> _The request_
Find every line in the material below that contains the word "fireplace", and copy each of those lines.

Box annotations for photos
↓

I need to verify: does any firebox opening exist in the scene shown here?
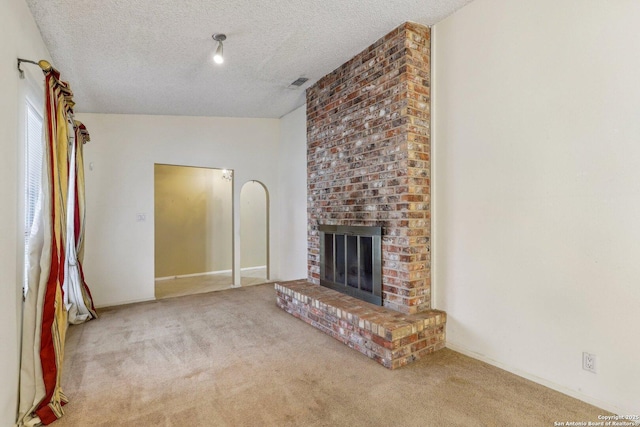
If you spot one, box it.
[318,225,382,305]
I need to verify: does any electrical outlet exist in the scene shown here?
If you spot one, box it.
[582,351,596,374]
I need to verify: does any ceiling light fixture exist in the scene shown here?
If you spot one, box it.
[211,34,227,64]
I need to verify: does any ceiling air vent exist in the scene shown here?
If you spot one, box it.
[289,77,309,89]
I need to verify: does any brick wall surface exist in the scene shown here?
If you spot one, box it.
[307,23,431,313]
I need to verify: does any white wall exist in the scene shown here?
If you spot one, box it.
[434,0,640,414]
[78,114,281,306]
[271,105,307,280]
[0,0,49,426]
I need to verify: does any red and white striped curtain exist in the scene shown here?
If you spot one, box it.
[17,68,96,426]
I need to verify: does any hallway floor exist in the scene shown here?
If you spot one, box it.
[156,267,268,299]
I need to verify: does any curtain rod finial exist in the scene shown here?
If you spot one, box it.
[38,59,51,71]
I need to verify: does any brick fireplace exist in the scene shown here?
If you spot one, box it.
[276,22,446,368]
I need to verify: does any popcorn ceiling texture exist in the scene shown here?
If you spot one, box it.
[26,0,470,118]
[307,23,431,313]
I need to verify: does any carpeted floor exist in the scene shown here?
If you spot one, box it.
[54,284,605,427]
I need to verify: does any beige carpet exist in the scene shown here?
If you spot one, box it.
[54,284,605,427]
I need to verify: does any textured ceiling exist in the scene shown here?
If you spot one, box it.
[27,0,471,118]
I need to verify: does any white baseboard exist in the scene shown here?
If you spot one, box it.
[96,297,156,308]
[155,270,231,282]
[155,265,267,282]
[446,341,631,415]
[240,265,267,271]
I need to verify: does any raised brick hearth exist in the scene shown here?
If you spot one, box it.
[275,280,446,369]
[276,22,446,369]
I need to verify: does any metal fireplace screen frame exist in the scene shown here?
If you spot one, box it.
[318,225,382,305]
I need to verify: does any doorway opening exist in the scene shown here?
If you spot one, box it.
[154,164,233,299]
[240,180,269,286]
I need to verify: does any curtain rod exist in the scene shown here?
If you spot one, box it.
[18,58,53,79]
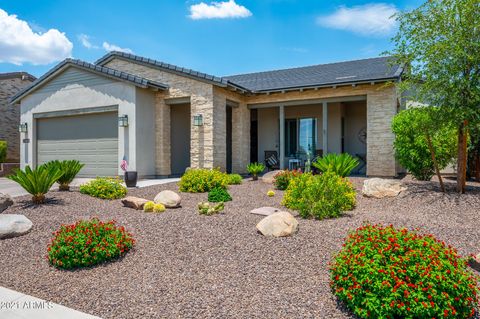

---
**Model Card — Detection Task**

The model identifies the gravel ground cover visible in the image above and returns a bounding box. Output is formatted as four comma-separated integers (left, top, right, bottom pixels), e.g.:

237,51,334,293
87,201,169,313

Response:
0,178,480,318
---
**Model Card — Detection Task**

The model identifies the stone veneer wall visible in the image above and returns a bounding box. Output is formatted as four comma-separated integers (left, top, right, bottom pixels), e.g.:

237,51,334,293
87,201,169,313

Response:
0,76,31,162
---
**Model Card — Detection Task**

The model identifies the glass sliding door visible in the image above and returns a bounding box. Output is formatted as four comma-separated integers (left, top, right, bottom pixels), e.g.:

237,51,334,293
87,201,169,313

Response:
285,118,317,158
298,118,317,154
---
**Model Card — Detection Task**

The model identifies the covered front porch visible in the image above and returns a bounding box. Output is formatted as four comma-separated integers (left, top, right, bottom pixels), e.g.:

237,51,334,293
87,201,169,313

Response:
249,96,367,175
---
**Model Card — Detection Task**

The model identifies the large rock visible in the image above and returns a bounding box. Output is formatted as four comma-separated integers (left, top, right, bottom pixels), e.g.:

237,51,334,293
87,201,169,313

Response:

↑

> _The completed task_
I need to verify: does any brick fireplace exist in the scene shown here?
I need to verify: does any metal fireplace screen frame exist in the scene shown here?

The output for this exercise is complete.